### Required work
Copy word for word everything in the court passage below from "The district court must" down to "(Minn. App. 2003).".

+++ Text section +++



            Appellant also argues that the district court erred by civilly committing her because there exist suitable less restrictive alternatives to judicial commitment.  Appellant contends that her proposed plan that her husband watch her 24 hours a day and transport her to the Fairview Community Hospital in Minneapolis for outpatient pain management treatment is a suitable, less restrictive alternative.  She claims to want to participate voluntarily and has signed the necessary release forms.

            The district court must provide factual findings for any suitable, less restrictive alternative to judicial commitment that the court carefully considered and rejected, and reasons for the rejection.  Minn. Stat. § 253B.09, subd. 2 (2002).  This court will not reverse a district court’s findings as to the least restrictive treatment program that can meet the patient’s needs unless the court’s findings are clearly erroneous.  In re Thulin, 660 N.W.2d 140, 144 (Minn. App. 2003).

            The district court made detailed findings to support its conclusion that judicial commitment is the least restrictive alternative to meet appellant’s needs.  The court rejected dismissing the petition because the evidence supports that appellant is mentally ill and chemically dependent.  The court also considered and rejected voluntary outpatient care, voluntary inpatient care, informal admission to a treatment facility, and release before commitment.  The court rejected these options based on appellant’s history of impulsiveness and personality problems; her low threshold for frustration; lack of adequate supervision (the court did not believe that appellant’s husband could provide adequate supervision based on his inability to prevent appellant’s access to guns in the household even after a criminal hearing ordering guns to be taken from the home, his mischaracterization of an incident with the neighbors, and his inability as a registered nurse with limited psychiatric coursework to notice the opioid dependency).  The court also found that appellant’s proposed outpatient plan did not provide for behavioral therapy and psychotherapy.

+++ Data +++

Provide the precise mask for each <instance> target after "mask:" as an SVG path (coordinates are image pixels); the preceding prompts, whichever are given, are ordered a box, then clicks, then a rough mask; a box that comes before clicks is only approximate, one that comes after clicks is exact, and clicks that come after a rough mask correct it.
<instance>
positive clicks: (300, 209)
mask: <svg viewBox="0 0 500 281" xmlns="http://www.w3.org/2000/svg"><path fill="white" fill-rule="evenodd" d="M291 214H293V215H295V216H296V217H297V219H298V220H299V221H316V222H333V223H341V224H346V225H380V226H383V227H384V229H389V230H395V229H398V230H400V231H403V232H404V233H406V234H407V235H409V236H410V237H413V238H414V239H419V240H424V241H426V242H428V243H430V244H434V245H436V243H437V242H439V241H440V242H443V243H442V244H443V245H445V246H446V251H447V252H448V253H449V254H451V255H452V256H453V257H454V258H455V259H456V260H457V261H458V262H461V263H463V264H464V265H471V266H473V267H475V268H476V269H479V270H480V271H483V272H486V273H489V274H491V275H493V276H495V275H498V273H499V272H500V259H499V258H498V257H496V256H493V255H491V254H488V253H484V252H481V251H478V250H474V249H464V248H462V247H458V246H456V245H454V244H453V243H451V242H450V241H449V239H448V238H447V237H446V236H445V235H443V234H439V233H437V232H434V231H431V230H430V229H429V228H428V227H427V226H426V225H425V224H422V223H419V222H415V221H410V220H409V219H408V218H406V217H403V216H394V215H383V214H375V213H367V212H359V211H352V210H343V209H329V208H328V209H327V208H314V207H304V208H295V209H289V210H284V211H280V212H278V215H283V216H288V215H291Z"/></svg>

+++

### Solved exercise
The district court must provide factual findings for any suitable, less restrictive alternative to judicial commitment that the court carefully considered and rejected, and reasons for the rejection.  Minn. Stat. § 253B.09, subd. 2 (2002).  This court will not reverse a district court’s findings as to the least restrictive treatment program that can meet the patient’s needs unless the court’s findings are clearly erroneous.  In re Thulin, 660 N.W.2d 140, 144 (Minn. App. 2003).